START Selection

Settings

Theme

Ask HN: How do you write a privacy policy/legal page for your site?

20 points by tickle_me_elmo 15 years ago · 6 comments · 1 min read


I was looking at the HN legal page: http://ycombinator.com/legal.html

The "terms of use" are extremely brief:

Terms of Use: When you click on a link, our server will send you the corresponding page.

Are you required to have a policy statement/legal page?

If so, what needs to be in there?

albahk 15 years ago

A good template is Automattic's Privacy policy which they have made available for anyone to copy and use.

http://automattic.com/privacy/

  • cheald 15 years ago

    This was going to my reply, as well. The provision of a legally-drafted contract is quite a service to the community. You'll want to modify it to fit your product, but it's a great place to start and hits all the high points.

END Selection

- [Directives]
a – Quote the passage of the thread that opens with the words containing "Ask HN: How" and closes with "be in there?".
b – Answer these questions from the thread:
(i) What URL is given for the HN legal page?
(ii) Whose privacy policy does albahk recommend as a template?
(iii) How many points does the post have?
Rely only on the thread above for what follows.

START Source material

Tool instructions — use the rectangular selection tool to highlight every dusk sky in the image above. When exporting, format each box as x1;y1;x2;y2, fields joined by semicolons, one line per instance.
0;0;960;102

END Source material

- [Per-task answers]
a –
Ask HN: How do you write a privacy policy/legal page for your site?

20 points by tickle_me_elmo 15 years ago · 6 comments · 1 min read


I was looking at the HN legal page: http://ycombinator.com/legal.html

The "terms of use" are extremely brief:

Terms of Use: When you click on a link, our server will send you the corresponding page.

Are you required to have a policy statement/legal page?

If so, what needs to be in there?

b –
(i) http://ycombinator.com/legal.html
(ii) Automattic's
(iii) 20